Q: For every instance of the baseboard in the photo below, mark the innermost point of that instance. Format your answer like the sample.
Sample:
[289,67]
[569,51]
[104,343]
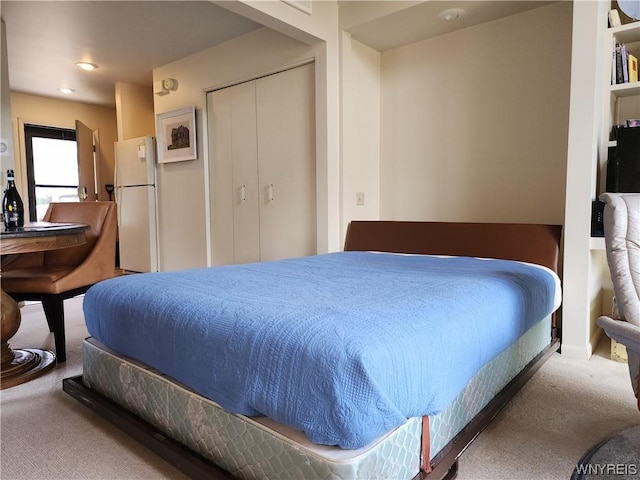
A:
[577,352]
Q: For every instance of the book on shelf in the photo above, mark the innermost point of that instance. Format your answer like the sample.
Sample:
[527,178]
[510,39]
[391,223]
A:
[624,65]
[633,68]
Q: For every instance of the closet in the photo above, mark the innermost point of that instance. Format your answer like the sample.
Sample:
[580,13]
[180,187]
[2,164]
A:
[262,168]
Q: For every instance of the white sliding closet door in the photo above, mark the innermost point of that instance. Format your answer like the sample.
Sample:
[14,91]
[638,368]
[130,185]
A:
[262,168]
[286,162]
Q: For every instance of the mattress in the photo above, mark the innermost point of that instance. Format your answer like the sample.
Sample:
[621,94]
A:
[325,344]
[258,447]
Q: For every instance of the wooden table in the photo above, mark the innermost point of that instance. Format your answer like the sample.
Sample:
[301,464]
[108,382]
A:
[20,366]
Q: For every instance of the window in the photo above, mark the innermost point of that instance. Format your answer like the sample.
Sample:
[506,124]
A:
[52,167]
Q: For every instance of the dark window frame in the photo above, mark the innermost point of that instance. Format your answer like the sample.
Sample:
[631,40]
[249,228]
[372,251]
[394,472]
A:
[39,131]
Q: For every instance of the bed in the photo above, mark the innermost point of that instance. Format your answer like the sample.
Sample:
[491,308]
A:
[384,360]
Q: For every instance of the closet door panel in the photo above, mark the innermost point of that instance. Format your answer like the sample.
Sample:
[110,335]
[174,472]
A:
[220,176]
[286,163]
[246,223]
[235,230]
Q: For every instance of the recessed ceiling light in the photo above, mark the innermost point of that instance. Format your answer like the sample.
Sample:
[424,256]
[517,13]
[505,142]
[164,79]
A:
[451,14]
[86,65]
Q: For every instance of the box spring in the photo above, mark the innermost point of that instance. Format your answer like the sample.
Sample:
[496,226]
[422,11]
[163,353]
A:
[257,447]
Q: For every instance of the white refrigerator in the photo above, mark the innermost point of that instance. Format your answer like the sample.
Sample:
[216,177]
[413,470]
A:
[135,192]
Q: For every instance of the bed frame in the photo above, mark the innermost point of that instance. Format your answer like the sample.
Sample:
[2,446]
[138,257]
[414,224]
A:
[538,244]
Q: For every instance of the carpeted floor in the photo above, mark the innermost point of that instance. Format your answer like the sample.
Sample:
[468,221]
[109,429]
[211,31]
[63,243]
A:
[565,409]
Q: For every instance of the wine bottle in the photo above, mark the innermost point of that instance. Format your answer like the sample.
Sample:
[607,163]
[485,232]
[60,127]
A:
[12,206]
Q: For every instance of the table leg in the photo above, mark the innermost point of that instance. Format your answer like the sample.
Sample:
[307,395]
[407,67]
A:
[21,365]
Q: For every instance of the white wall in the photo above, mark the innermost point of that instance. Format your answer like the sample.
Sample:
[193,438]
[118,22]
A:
[182,186]
[6,132]
[134,111]
[474,123]
[360,131]
[584,270]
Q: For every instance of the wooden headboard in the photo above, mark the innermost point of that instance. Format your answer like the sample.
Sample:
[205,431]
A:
[539,244]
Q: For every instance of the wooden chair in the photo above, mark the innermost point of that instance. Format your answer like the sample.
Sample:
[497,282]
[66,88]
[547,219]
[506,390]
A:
[54,276]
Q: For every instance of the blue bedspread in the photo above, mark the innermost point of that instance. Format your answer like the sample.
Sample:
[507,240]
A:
[343,346]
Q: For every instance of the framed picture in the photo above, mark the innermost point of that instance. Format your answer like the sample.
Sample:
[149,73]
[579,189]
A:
[177,135]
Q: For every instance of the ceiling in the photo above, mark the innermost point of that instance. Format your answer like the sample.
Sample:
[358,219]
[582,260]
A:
[422,21]
[128,39]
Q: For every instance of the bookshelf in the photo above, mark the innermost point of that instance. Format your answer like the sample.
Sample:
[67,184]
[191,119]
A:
[620,102]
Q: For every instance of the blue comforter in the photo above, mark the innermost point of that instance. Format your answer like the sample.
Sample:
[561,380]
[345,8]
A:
[342,346]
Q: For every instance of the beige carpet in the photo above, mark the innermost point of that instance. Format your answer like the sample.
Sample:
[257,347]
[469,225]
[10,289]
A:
[566,408]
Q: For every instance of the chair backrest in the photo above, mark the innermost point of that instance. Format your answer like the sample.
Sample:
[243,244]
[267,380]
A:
[622,238]
[101,218]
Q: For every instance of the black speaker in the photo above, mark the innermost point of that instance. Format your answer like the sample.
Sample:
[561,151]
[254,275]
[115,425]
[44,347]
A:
[597,218]
[623,164]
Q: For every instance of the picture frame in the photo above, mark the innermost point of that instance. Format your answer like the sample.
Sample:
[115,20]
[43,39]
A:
[176,131]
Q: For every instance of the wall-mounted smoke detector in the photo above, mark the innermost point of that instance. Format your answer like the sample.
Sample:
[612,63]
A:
[451,14]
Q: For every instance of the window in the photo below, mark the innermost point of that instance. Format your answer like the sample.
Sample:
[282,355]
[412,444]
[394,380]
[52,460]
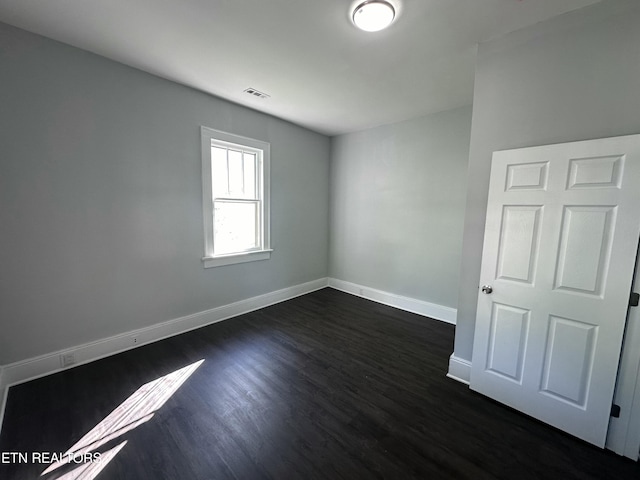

┄┄┄┄┄┄

GIVEN PROBLEM
Find every line in the material above that contains the word "closet", and copy each of those lines in full.

COMPLETE RESPONSE
Q: For every instance of the closet in the photo above, mark the innermost point of that instance. Format your answer like the sample.
Q: For every instance of the white sliding closet door in the photo above, mark the innermost point of that instance. Format your answer like the sample.
Q: For every instance of the closet door panel in the photo above, mark the innermost point of that instance. Format your answer like the sample.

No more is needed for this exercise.